▶ REQUEST 1: Gather every line of the listing below that contains the string "grass", with case counting.

Grant details: https://securegrants.neh.gov/publicquery/main.aspx?f=1&gn=FEL-268440-20

A Model Minority and a Model Mother: U.S. Mother of the Year, Toy Len Goon (1952)” (Conference Paper/Presentation)
Title: A Model Minority and a Model Mother: U.S. Mother of the Year, Toy Len Goon (1952)”
Author: Andrea Louie
Abstract: In 1952, Toy Len Goon was selected as U.S. Mother of the Year. She was brought to Washington D.C. to be introduced to Congress and meet with Bess Truman and Ambassador Koo of Taiwan. Having emigrated to the U.S. to join her husband at the age of 29, she raised eight children while running a hand laundry after her husband died. She was publicly lauded for raising “good American citizens” without the aid of a husband and while refusing welfare. But she was also chosen because she was a Chinese American woman who could exemplify the virtues of mothering and of American upward mobility. As the U.S. endeavored to extend influence in Asia, her D.C. visit had been orchestrated by Maine Rep. Robert Hale, in what the media termed “a blow in the Cold War for Asia” (Yeh 2012). While the WW II period marked a distinct shift in the portrayal of Chinese American women and family, the 1950s Cold War period also saw a broader focus on women and mothers as preservers of domesticity and the nuclear family in the U.S., in contrast to their counterparts in the Soviet Union who were suffering under Communist rule. This focus was accompanied by increasing recognition that this domestic life was not always possible or desirable, particularly for women of color. As newspaper coverage of her selection as Mother of the Year illustrated, Toy Len Goon was celebrated as a model mother, but there was disagreement on whether this was because she fulfilled traditional roles of domesticity, or because she was breaking out of that role by running a business to support her family. The fact that her life story could be interpreted in various ways to support specific ideas of family and women’s roles was in part because she in fact occupied the roles of both homemaker and business owner. As I discuss in this paper, interviews with her children reveal the double burden she was forced to take on, providing a perspective that complicates celebratory views of her roles in the home.

▶ SUPPLIED MATERIAL:

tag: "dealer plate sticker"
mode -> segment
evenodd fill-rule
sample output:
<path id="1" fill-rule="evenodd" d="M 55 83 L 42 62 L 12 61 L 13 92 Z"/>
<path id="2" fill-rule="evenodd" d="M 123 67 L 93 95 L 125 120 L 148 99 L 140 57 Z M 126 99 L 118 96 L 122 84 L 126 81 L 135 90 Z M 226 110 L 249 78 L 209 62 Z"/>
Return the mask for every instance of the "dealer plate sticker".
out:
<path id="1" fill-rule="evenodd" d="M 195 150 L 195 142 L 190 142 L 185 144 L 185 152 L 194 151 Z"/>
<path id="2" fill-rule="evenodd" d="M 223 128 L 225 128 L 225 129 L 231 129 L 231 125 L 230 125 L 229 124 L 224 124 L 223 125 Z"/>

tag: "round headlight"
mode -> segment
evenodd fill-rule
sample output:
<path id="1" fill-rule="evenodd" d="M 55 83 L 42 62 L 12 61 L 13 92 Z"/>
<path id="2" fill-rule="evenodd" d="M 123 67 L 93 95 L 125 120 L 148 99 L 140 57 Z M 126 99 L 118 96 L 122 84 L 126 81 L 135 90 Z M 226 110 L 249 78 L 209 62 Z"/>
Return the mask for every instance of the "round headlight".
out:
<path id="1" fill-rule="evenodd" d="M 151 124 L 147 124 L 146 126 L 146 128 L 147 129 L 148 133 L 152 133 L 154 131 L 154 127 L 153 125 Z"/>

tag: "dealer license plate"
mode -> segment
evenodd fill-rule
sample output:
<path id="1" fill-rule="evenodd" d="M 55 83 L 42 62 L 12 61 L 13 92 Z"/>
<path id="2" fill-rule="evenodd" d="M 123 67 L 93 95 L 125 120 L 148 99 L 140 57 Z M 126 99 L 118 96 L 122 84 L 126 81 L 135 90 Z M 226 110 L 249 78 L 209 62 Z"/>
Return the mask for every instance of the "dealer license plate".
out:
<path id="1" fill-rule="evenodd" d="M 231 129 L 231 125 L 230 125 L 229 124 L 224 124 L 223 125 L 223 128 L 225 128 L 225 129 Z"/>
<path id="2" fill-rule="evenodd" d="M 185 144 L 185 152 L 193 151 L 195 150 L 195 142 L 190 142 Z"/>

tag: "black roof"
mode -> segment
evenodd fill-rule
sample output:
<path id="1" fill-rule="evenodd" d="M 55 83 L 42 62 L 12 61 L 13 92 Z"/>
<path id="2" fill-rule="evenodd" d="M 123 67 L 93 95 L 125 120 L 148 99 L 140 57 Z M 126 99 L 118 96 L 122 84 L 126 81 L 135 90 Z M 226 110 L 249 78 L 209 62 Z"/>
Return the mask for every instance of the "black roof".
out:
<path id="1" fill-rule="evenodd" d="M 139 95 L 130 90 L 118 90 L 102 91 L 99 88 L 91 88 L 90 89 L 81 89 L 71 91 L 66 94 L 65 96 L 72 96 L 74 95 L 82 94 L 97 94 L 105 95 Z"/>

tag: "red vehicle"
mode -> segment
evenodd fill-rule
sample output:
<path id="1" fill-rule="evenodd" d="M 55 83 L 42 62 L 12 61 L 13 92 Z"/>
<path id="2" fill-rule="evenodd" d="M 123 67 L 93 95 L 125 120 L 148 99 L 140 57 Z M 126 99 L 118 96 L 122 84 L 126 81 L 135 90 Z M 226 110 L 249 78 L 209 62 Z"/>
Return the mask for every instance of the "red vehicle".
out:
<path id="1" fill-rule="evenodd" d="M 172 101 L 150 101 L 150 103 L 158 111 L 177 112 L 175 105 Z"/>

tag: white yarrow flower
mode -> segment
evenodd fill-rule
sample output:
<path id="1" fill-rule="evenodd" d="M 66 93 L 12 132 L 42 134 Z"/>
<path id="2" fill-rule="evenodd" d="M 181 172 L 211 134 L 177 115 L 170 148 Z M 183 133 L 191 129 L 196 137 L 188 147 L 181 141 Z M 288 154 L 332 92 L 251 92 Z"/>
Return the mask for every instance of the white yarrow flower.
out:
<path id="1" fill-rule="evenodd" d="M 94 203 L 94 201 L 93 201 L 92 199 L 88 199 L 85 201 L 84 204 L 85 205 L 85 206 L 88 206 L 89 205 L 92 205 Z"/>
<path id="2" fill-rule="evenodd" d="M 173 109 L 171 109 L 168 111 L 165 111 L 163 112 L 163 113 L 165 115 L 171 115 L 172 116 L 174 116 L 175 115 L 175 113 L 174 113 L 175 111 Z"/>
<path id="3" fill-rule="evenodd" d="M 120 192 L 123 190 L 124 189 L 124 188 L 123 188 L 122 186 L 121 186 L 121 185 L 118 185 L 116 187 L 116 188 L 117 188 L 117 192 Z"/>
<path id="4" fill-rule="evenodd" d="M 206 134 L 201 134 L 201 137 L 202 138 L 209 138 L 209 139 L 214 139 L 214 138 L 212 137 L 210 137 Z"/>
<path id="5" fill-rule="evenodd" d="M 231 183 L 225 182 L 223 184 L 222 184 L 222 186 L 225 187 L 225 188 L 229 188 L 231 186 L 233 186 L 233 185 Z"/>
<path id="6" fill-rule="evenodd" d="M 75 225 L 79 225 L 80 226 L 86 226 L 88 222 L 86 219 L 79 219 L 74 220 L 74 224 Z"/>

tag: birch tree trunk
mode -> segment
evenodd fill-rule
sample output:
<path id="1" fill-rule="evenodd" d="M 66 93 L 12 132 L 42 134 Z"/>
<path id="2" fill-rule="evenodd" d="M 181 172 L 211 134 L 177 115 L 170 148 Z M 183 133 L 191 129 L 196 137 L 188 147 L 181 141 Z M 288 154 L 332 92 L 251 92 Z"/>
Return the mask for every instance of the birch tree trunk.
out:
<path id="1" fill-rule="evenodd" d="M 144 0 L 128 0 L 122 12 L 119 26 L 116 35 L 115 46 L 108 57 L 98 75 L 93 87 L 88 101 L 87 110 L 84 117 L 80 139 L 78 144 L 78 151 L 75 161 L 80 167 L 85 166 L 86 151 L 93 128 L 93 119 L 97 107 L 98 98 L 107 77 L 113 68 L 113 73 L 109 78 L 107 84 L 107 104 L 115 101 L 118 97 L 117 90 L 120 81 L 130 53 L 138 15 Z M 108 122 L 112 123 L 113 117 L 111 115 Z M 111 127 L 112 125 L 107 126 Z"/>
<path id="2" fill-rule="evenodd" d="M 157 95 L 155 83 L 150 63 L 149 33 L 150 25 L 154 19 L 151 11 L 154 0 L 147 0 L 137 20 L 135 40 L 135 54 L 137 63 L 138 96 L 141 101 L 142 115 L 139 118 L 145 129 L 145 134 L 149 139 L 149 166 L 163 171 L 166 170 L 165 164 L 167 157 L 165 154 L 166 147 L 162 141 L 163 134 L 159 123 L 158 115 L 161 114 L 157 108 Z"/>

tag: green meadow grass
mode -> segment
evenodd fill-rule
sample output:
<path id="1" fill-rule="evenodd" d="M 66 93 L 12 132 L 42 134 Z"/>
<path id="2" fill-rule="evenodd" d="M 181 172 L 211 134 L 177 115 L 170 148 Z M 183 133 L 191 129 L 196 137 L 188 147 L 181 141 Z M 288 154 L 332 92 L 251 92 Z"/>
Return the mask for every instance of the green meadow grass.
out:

▶ REQUEST 2: According to the abstract, who orchestrated Toy Len Goon's visit to Washington D.C.?

▶ FINISHED ANSWER 1:
tag: green meadow grass
Return the mask for every instance of the green meadow grass.

▶ FINISHED ANSWER 2: Maine Rep. Robert Hale